### Supplied data

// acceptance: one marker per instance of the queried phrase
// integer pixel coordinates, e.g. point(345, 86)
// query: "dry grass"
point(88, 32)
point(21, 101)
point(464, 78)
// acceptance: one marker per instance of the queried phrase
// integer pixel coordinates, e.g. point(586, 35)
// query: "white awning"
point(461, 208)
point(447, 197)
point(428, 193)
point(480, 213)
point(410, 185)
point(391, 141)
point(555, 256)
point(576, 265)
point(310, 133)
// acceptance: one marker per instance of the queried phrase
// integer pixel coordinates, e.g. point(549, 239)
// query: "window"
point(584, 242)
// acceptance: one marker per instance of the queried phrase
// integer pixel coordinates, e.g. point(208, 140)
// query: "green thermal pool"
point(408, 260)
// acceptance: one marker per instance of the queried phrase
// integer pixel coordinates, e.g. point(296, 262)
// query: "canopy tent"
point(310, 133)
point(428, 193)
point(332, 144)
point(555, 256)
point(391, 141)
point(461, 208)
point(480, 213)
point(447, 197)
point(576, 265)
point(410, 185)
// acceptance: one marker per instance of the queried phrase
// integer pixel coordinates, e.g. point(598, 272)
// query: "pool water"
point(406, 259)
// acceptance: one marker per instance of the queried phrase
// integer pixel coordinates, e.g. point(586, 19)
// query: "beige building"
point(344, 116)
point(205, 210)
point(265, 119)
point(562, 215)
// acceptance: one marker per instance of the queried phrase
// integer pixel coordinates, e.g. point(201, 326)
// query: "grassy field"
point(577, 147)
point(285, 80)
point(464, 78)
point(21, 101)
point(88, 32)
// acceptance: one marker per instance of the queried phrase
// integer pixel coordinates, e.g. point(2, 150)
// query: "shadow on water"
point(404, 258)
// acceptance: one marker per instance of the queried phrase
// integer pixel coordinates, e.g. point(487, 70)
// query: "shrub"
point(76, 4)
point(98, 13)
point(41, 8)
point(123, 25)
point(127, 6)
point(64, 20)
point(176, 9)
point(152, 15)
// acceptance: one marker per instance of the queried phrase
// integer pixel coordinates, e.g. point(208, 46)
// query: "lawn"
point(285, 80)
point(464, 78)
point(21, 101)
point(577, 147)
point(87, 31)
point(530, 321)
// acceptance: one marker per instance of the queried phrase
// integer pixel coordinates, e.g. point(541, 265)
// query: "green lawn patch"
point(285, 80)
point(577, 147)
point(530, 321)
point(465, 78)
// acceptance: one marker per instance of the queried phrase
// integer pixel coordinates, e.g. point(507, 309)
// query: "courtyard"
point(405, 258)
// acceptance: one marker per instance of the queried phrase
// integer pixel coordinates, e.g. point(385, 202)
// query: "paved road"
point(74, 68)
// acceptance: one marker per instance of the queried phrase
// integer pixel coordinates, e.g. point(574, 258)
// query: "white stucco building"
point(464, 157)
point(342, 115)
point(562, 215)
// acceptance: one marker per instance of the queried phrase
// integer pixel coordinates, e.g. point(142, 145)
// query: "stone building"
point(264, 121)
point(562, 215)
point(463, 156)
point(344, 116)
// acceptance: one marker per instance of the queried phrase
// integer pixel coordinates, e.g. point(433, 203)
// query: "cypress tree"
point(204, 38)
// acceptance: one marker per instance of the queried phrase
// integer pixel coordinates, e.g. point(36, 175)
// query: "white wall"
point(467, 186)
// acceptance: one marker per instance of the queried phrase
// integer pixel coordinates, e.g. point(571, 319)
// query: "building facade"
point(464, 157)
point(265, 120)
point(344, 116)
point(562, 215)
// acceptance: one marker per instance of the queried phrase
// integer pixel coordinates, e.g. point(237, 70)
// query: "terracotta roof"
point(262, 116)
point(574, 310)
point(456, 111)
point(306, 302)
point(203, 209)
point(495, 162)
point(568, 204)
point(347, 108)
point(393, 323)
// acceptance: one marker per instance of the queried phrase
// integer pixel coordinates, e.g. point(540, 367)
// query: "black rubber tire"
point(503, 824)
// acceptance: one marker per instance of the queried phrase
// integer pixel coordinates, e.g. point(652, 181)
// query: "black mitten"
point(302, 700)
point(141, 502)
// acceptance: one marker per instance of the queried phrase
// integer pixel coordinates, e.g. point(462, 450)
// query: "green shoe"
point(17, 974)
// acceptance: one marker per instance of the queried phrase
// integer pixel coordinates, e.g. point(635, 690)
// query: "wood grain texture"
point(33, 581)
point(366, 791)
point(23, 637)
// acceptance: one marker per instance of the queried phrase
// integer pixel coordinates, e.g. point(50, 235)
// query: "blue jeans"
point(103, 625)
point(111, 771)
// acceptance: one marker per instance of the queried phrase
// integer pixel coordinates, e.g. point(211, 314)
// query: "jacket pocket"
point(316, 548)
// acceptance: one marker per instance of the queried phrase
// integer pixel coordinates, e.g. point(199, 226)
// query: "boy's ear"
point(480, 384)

### Directions
Character for character, reproduce all of the lines above.

### Reply
// acceptance: one marker per instance of the queried phrase
// integer pixel coordinates, e.g. point(345, 86)
// query: "dry grass"
point(88, 32)
point(21, 101)
point(464, 78)
// acceptance: one marker per instance of the queried phrase
// integer pixel coordinates, e.g. point(586, 35)
// query: "white awning"
point(461, 208)
point(447, 197)
point(428, 193)
point(480, 213)
point(410, 185)
point(391, 141)
point(555, 256)
point(576, 265)
point(310, 133)
// acceptance: one marker per instance of the queried phrase
// integer pixel coordinates, e.g. point(549, 239)
// query: "window"
point(584, 242)
// acceptance: one marker per instance of the queried phrase
// integer pixel coordinates, e.g. point(208, 140)
// query: "green thermal pool"
point(408, 260)
// acceptance: one marker per instance of the queried phrase
// integer pixel coordinates, e.g. point(296, 262)
// query: "canopy tent"
point(310, 133)
point(428, 193)
point(332, 144)
point(555, 256)
point(391, 141)
point(461, 208)
point(480, 213)
point(447, 197)
point(576, 265)
point(410, 185)
// acceptance: one marker per instance of the queried phrase
// integer pixel coordinates, e.g. point(598, 272)
// query: "pool water"
point(406, 259)
// acceptance: one marker per instance of the queried phrase
// integer pixel coordinates, e.g. point(586, 19)
// query: "beige building"
point(344, 116)
point(205, 210)
point(265, 119)
point(562, 215)
// acceptance: one marker per instance of the queried phrase
// integer pixel coordinates, e.g. point(201, 326)
// query: "grassy field"
point(577, 147)
point(285, 80)
point(464, 78)
point(21, 101)
point(88, 32)
// acceptance: one marker per instance of the queried phrase
// integer pixel coordinates, e.g. point(2, 150)
// query: "shadow on water"
point(404, 258)
// acceptance: one marker per instance of the queried phrase
// integer pixel coordinates, e.g. point(487, 70)
// query: "shrub"
point(76, 4)
point(98, 13)
point(41, 8)
point(123, 25)
point(127, 6)
point(64, 20)
point(176, 9)
point(152, 15)
// acceptance: one marker per instance of the queried phrase
// integer pixel coordinates, e.g. point(208, 46)
// query: "lawn"
point(285, 80)
point(464, 78)
point(21, 101)
point(577, 147)
point(87, 31)
point(530, 321)
// acceptance: one marker per instance of the queried phrase
// integer pixel coordinates, e.g. point(541, 265)
// query: "green lawn patch"
point(285, 80)
point(577, 147)
point(530, 321)
point(465, 78)
// acceptance: one marker per instance of the queried phrase
// integer pixel coordinates, e.g. point(507, 309)
// query: "courtyard"
point(405, 258)
// acceptance: one marker per instance of the queried phrase
// integer pixel coordinates, e.g. point(385, 202)
// query: "paved road"
point(74, 68)
// acceptance: one marker per instance of the queried phrase
// integer pixel coordinates, e.g. point(574, 258)
// query: "white stucco building"
point(464, 157)
point(342, 115)
point(562, 215)
// acceptance: one marker per instance of the queried phrase
// integer pixel coordinates, e.g. point(142, 145)
// query: "stone building"
point(264, 121)
point(562, 215)
point(463, 156)
point(344, 116)
// acceptance: one marker per instance of the queried phrase
// integer pixel coordinates, e.g. point(433, 203)
// query: "cypress tree"
point(204, 38)
// acceptance: one marker per instance of the queried phrase
// integer pixel coordinates, e.g. point(36, 175)
// query: "white wall"
point(467, 186)
// acceptance: one marker per instance of the queried phrase
// integer pixel coordinates, e.g. point(571, 319)
// query: "building facade"
point(464, 157)
point(265, 120)
point(344, 116)
point(562, 215)
// acceptance: one marker per instance of the queried phrase
// integer pixel coordinates, e.g. point(237, 70)
// query: "terracotta roof"
point(262, 116)
point(574, 310)
point(456, 111)
point(306, 302)
point(203, 209)
point(495, 162)
point(568, 204)
point(347, 108)
point(393, 323)
// acceptance: one marker per instance of the queried phrase
// integer pixel coordinates, e.g. point(540, 367)
// query: "black rubber tire"
point(503, 824)
// acceptance: one marker per instance of the queried phrase
// integer pixel coordinates, e.g. point(652, 181)
// query: "black mitten"
point(302, 700)
point(141, 502)
// acceptance: one marker per instance of the queried phrase
// integer pixel coordinates, e.g. point(462, 450)
// query: "green shoe"
point(17, 974)
// acceptance: one marker per instance of the queried phrase
// integer pixel coordinates, e.g. point(635, 690)
// query: "wood grain texture"
point(33, 581)
point(366, 791)
point(23, 637)
// acceptance: one marker per instance of the queried phrase
// integer pixel coordinates, e.g. point(50, 235)
// query: "blue jeans"
point(103, 625)
point(111, 771)
// acceptance: one marker per instance of the queried phrase
// integer pixel coordinates, e.g. point(211, 314)
// query: "jacket pocket"
point(316, 548)
// acceptance: one marker per instance of the queried phrase
// integer pixel coordinates, e.g. point(199, 226)
// query: "boy's ear"
point(480, 384)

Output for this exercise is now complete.